#### WHAT TO PRODUCE:
Locate every line in the items below that contains the word "roof" and copy each of those lines out in full.

#### ENTRIES:
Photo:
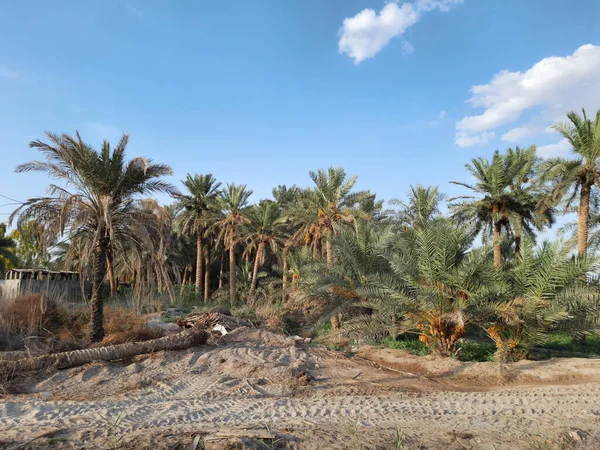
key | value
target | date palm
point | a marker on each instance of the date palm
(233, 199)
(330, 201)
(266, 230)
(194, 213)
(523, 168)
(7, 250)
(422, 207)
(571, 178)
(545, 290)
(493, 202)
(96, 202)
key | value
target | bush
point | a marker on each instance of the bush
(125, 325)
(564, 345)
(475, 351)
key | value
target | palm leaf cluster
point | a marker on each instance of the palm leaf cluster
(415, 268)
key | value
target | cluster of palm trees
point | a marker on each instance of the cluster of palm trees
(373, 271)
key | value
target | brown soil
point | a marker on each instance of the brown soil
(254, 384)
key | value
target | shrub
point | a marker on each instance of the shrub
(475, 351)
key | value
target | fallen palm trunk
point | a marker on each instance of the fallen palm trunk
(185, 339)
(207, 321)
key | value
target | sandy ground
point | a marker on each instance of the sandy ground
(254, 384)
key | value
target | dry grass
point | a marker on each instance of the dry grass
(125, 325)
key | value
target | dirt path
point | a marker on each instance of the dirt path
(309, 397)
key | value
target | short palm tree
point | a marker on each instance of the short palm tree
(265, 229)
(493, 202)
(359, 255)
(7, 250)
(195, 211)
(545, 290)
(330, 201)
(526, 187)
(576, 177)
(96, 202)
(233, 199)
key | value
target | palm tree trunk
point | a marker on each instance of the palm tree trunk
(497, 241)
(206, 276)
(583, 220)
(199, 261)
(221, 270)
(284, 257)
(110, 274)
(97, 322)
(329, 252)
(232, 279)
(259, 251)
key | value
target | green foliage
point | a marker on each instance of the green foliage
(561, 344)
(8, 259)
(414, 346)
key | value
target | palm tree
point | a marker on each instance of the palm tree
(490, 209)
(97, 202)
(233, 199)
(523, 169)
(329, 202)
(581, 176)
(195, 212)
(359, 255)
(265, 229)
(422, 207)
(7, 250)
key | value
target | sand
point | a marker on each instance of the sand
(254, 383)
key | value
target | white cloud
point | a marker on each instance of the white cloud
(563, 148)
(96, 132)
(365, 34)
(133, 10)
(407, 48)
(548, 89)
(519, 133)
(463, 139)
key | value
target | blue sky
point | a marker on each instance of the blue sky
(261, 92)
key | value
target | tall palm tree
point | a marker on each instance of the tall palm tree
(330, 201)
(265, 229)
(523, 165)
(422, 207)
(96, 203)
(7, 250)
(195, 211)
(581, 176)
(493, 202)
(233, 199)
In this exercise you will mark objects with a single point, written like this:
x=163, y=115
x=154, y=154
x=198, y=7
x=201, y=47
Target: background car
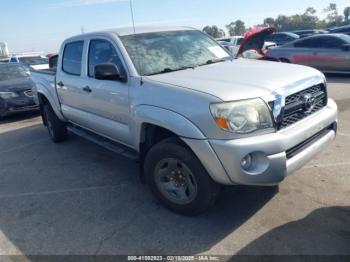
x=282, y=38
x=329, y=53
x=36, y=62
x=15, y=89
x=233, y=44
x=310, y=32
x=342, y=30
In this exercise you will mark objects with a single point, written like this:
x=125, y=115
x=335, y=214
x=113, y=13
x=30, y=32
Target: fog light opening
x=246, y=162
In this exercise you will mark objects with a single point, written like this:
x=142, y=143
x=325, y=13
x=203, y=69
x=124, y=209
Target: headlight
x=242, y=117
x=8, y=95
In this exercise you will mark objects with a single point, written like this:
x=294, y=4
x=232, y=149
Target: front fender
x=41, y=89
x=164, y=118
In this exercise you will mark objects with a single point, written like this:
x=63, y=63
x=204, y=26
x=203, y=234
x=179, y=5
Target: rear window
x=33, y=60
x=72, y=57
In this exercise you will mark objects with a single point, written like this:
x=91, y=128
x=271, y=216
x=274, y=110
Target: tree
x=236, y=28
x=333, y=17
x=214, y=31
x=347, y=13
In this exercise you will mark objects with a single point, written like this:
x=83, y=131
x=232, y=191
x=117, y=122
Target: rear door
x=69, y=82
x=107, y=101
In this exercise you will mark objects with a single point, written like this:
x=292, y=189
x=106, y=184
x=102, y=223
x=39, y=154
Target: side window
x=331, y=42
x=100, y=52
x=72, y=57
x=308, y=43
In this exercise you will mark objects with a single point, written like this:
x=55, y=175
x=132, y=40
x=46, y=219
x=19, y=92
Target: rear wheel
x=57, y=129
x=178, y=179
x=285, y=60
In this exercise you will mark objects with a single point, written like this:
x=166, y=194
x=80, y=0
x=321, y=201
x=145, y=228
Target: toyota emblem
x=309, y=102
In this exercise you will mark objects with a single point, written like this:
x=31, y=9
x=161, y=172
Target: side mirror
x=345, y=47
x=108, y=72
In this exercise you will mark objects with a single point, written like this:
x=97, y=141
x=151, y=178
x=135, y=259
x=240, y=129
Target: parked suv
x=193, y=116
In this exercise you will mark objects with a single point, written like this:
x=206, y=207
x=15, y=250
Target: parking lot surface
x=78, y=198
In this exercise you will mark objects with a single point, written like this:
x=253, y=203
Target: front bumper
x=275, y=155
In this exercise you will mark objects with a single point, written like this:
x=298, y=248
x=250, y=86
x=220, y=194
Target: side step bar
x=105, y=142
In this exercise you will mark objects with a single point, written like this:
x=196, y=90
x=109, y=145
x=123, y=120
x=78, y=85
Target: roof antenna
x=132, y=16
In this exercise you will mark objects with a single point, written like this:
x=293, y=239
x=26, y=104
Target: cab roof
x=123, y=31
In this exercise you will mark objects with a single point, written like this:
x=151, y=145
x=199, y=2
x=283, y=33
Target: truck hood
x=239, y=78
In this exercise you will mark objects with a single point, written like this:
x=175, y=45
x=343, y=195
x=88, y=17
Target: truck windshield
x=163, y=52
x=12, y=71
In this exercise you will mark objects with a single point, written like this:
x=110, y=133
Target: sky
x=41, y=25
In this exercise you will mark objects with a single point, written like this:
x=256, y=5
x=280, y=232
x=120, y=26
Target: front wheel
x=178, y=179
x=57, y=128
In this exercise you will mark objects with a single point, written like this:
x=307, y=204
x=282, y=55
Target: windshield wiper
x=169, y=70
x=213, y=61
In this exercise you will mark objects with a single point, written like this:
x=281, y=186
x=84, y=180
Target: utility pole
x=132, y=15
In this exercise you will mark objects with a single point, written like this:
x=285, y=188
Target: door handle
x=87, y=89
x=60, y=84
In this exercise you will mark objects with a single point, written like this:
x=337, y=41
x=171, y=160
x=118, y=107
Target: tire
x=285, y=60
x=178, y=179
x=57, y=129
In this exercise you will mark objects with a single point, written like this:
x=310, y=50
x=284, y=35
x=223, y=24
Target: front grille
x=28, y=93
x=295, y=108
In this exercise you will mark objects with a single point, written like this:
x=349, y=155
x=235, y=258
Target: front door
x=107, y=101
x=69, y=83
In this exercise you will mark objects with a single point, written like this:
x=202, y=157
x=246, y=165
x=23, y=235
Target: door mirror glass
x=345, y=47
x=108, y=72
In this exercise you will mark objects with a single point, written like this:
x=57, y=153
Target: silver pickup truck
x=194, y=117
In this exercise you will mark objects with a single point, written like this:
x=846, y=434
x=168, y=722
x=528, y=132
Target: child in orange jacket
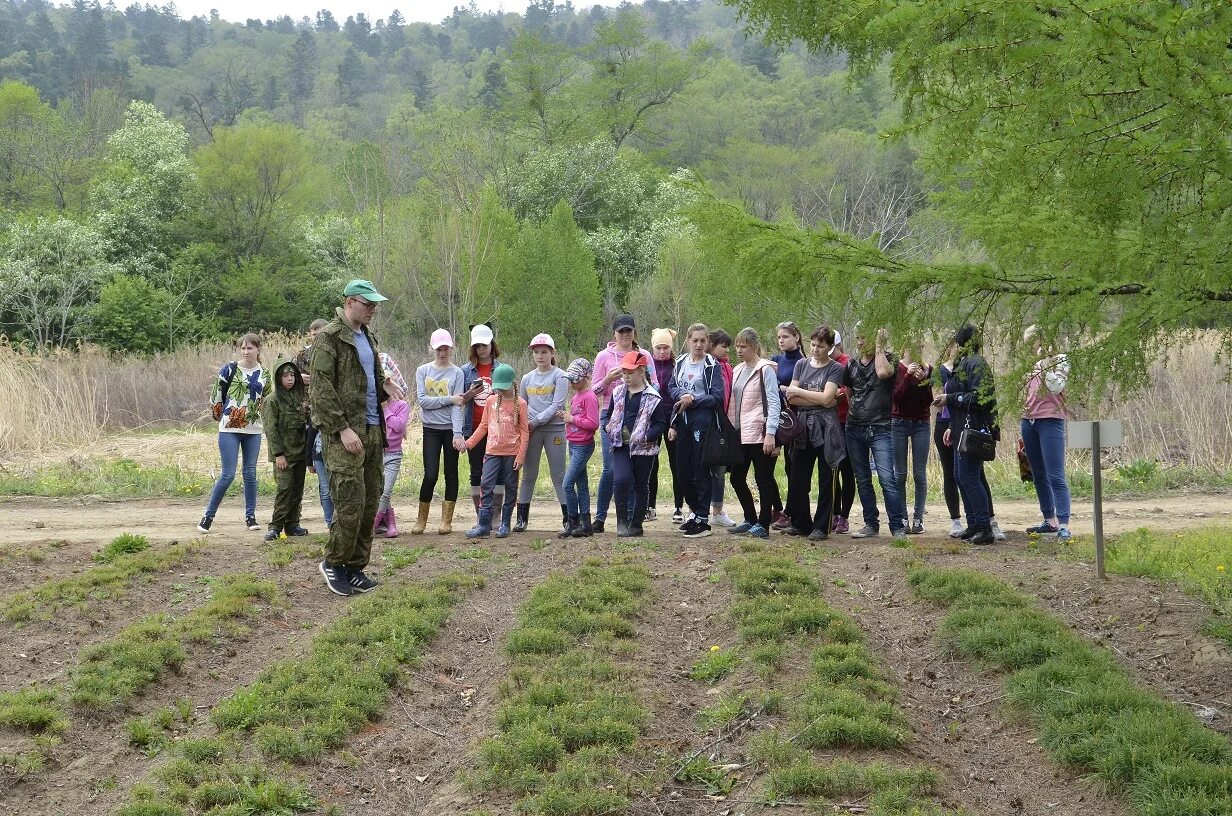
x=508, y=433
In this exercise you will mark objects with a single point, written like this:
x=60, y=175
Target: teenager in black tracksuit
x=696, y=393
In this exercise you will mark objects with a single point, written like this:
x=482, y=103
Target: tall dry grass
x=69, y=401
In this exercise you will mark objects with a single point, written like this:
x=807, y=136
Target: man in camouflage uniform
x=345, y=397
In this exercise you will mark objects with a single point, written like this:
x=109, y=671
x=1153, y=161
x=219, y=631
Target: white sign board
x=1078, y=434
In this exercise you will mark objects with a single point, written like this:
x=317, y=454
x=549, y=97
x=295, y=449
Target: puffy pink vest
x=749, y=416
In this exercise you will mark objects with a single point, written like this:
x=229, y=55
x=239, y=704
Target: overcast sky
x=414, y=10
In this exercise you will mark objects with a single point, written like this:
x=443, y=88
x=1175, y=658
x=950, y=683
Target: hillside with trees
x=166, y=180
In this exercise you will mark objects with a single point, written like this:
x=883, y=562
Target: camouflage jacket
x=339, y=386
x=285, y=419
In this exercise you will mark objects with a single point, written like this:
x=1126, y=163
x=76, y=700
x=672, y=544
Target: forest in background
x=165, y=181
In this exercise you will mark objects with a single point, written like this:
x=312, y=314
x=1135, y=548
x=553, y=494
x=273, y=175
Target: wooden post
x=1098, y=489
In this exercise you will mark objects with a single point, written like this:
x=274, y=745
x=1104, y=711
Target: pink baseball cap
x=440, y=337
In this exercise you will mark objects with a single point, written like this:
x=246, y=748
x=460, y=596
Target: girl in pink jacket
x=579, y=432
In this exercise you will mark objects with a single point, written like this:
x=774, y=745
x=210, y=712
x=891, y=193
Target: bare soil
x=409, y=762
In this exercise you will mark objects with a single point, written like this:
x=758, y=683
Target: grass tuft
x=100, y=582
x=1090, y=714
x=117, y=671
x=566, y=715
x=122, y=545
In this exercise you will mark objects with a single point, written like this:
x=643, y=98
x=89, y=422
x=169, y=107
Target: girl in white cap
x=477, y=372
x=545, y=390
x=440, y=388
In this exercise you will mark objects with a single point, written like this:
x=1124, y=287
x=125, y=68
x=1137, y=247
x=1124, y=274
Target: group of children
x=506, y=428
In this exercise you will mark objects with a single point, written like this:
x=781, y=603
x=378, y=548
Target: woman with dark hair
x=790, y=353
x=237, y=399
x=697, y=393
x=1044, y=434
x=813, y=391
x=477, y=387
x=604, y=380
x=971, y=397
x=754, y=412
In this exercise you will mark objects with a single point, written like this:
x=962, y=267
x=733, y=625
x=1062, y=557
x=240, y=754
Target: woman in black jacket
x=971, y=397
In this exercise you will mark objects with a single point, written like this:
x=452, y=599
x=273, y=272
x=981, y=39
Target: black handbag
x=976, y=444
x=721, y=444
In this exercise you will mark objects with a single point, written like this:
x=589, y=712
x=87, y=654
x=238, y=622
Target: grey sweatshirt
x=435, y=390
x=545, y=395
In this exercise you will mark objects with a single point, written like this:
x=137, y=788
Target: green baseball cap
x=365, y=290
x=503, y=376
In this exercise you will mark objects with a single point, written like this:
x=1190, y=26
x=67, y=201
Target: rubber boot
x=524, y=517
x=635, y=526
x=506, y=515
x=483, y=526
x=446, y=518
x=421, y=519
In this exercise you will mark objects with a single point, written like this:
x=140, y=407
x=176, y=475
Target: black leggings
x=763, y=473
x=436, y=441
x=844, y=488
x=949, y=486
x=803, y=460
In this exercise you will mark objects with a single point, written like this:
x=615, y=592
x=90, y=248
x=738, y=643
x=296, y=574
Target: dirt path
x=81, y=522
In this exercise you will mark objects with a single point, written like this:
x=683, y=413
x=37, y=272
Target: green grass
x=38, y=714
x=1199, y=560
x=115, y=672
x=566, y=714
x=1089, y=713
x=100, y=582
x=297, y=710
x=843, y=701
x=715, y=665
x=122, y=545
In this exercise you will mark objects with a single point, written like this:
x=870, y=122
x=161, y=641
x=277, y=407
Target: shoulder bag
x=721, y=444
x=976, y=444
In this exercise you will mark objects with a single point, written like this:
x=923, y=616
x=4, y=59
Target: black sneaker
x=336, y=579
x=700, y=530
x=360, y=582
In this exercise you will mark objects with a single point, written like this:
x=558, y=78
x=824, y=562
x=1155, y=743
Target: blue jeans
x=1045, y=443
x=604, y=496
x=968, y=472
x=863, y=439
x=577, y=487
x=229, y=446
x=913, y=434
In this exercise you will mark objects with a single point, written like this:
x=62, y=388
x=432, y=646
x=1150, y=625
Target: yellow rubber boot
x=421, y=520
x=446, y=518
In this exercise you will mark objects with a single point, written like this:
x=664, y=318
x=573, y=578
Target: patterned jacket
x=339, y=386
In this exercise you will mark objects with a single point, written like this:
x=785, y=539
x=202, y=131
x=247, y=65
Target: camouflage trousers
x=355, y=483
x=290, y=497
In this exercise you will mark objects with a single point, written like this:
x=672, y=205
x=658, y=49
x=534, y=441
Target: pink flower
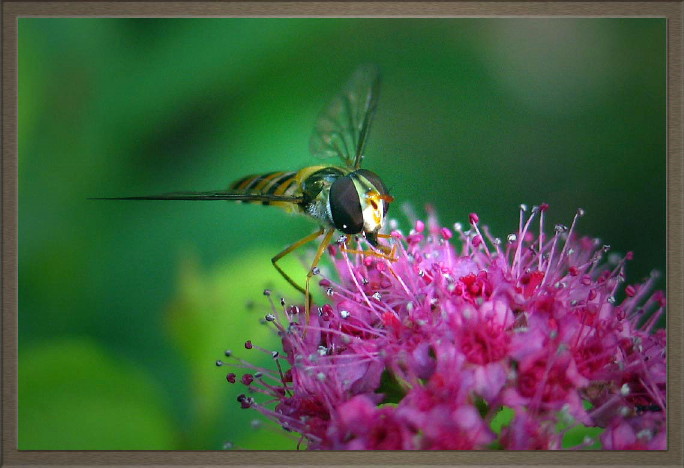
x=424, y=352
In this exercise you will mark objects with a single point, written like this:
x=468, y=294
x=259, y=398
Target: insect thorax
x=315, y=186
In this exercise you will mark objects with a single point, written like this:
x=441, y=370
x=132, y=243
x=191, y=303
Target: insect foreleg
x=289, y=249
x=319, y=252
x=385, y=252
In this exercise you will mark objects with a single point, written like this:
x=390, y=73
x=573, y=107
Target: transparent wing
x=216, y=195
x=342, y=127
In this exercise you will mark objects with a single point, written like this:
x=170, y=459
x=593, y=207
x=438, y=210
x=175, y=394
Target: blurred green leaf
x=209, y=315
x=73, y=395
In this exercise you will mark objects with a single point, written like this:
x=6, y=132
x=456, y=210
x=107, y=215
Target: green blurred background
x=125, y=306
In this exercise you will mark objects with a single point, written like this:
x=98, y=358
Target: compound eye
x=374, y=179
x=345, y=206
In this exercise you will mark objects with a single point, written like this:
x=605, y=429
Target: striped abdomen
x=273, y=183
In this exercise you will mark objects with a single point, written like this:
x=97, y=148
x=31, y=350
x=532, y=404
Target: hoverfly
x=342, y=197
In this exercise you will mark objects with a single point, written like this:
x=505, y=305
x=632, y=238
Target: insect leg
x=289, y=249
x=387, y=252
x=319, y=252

#### CORRECT RESPONSE:
Target: roof antenna
Target: cab roof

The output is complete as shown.